:: Data provided

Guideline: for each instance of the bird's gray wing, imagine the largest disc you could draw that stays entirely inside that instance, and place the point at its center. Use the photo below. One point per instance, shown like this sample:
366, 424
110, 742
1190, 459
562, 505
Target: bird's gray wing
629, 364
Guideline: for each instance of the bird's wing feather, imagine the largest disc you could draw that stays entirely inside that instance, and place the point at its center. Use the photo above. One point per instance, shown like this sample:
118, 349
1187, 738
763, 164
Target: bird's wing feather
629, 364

::::
:: Data provided

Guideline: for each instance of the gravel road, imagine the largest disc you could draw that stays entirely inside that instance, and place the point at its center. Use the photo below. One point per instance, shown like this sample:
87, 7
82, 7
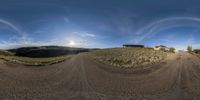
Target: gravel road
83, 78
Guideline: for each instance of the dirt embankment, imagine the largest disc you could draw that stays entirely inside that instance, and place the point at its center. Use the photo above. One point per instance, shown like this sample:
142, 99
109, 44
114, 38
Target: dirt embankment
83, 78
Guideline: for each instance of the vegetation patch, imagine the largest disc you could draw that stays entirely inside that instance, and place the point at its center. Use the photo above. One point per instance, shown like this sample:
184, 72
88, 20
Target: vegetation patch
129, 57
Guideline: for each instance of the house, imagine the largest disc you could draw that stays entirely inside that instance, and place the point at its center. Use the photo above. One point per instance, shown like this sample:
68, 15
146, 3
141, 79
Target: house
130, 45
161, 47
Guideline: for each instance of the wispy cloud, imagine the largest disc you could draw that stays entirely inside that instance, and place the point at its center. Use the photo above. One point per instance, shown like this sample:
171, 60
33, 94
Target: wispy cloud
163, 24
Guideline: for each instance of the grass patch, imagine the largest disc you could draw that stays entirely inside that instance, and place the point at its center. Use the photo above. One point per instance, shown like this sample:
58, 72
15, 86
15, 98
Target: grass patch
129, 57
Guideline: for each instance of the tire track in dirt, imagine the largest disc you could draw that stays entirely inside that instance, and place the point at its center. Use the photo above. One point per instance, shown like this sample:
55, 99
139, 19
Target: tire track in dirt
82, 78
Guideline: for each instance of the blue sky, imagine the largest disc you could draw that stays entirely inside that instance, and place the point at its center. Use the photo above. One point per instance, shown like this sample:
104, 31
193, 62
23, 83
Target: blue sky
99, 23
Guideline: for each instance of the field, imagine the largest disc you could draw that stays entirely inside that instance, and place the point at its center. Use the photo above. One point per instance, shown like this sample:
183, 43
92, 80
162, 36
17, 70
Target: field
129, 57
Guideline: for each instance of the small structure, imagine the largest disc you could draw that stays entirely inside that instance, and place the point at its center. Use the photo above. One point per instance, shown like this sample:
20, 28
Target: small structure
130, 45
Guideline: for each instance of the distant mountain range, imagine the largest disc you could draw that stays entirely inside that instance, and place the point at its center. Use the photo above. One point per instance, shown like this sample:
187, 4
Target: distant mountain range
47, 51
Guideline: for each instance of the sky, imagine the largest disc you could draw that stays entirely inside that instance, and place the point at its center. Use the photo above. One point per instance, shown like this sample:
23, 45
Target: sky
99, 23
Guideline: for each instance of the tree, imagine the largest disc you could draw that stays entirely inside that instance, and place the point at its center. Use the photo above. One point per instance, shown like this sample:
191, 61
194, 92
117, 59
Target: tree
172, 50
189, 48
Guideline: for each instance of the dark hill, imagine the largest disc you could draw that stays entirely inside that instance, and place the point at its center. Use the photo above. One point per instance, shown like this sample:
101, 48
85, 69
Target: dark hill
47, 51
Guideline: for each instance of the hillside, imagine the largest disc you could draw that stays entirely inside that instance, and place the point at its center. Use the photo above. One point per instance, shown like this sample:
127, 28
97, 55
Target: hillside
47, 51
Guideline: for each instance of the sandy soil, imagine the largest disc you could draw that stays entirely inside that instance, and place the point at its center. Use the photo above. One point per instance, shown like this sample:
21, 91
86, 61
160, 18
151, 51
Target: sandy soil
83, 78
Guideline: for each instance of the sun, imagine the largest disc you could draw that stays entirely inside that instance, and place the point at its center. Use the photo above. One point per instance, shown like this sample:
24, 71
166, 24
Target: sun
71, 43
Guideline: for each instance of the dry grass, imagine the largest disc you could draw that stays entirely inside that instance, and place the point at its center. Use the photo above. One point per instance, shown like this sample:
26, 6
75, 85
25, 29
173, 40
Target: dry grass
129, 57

::::

- What needs to be done
From the material above, pull out every line that contains the string "track" and copy each one in full.

- Expected answer
Guideline: for each instance of the tire track in dirt, imagine the largest disc you could draw that stays entirely inside that instance, and place the point at its center. Use the photo above. One point per instance, shown like this sample:
Target: tire track in dirt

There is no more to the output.